Records drawn from a dataset:
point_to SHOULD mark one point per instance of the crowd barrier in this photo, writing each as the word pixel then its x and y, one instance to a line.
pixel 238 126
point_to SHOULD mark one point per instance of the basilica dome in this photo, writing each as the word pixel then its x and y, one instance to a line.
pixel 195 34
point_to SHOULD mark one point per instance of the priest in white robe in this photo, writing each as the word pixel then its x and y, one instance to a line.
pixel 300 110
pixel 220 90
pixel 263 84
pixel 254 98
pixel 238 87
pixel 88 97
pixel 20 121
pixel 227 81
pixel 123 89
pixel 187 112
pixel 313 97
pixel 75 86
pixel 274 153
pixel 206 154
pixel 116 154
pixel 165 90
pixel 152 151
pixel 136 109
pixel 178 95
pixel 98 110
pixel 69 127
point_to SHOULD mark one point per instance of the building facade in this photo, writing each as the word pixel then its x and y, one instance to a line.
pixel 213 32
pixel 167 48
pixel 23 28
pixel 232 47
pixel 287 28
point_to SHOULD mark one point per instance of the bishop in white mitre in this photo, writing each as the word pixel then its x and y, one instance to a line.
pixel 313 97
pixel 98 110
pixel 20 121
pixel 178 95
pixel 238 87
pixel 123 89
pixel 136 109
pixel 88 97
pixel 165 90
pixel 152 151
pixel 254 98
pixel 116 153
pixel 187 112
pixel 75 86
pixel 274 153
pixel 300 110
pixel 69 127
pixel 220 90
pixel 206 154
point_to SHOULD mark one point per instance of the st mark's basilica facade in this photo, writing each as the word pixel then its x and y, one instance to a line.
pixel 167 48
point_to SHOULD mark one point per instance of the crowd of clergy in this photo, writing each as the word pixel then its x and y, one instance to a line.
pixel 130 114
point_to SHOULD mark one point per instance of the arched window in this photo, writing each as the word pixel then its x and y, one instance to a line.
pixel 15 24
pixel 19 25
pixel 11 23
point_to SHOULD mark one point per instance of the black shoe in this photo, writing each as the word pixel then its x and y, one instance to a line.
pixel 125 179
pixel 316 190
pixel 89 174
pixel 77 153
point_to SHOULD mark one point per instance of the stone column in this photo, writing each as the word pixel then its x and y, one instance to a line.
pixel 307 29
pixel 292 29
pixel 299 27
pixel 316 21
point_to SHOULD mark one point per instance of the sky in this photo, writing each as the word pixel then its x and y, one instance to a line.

Directions >> All of the data above needs to be written out again, exactly.

Output for this task >>
point_to SHOULD mark one point per instance of the crowd barrier in this photo, writing each as the word pixel then its x and y, one instance to a line.
pixel 238 126
point_to SHOULD mark one point per instance of the basilica dome in this photo, writing each as the word pixel then its x and y, one instance to a line.
pixel 195 34
point_to SHOULD mark one point per instance of the priest in white robe in this photo, writing each as the word pixel then its x and y, one instance to a line.
pixel 300 110
pixel 220 90
pixel 263 84
pixel 254 98
pixel 238 87
pixel 88 97
pixel 20 121
pixel 227 81
pixel 123 89
pixel 187 112
pixel 313 97
pixel 75 86
pixel 274 153
pixel 206 154
pixel 116 154
pixel 165 90
pixel 152 151
pixel 136 109
pixel 178 95
pixel 98 110
pixel 69 127
point_to SHOULD mark one point per instance of the building facade in this photo, writing each as the word pixel then its x and y, one instance to a line.
pixel 213 32
pixel 167 48
pixel 23 28
pixel 232 47
pixel 287 28
point_to SHOULD mark one point per instance of the bishop in white mitre in this photo, writing each as the word pixel then its x and y, one instance to a line.
pixel 313 97
pixel 98 110
pixel 20 121
pixel 178 95
pixel 238 87
pixel 123 89
pixel 136 109
pixel 88 97
pixel 165 90
pixel 152 151
pixel 254 98
pixel 116 153
pixel 187 112
pixel 75 86
pixel 274 153
pixel 300 110
pixel 69 127
pixel 220 90
pixel 206 154
point_to SHOULD mark one point per instance of the st mark's basilica facade in this photo, writing each as the word pixel then its x and y, one instance to a line.
pixel 167 48
point_to SHOULD mark one point per instance of the crowd of clergy in this photo, writing each as the word pixel then its x and y, one instance to a line.
pixel 130 114
point_to SHOULD mark one point per instance of the arched window in this photo, writing each as the word pixel then its x and y, one instance to a line.
pixel 15 24
pixel 19 25
pixel 11 23
point_to SHOULD mark one point per instance of the black shoe in this photo, writing each as the word pixel then its x and y, one instance to a line.
pixel 125 179
pixel 316 190
pixel 89 174
pixel 77 153
point_to SHOULD mark one point per instance of the stone column in this photo, writing each as the word pixel then its x and y, one instance to a line.
pixel 307 29
pixel 292 29
pixel 299 27
pixel 316 21
point_to SHOULD mark one point per instance of the sky in this photo, writing each as the word pixel then its x and y, one instance to a line.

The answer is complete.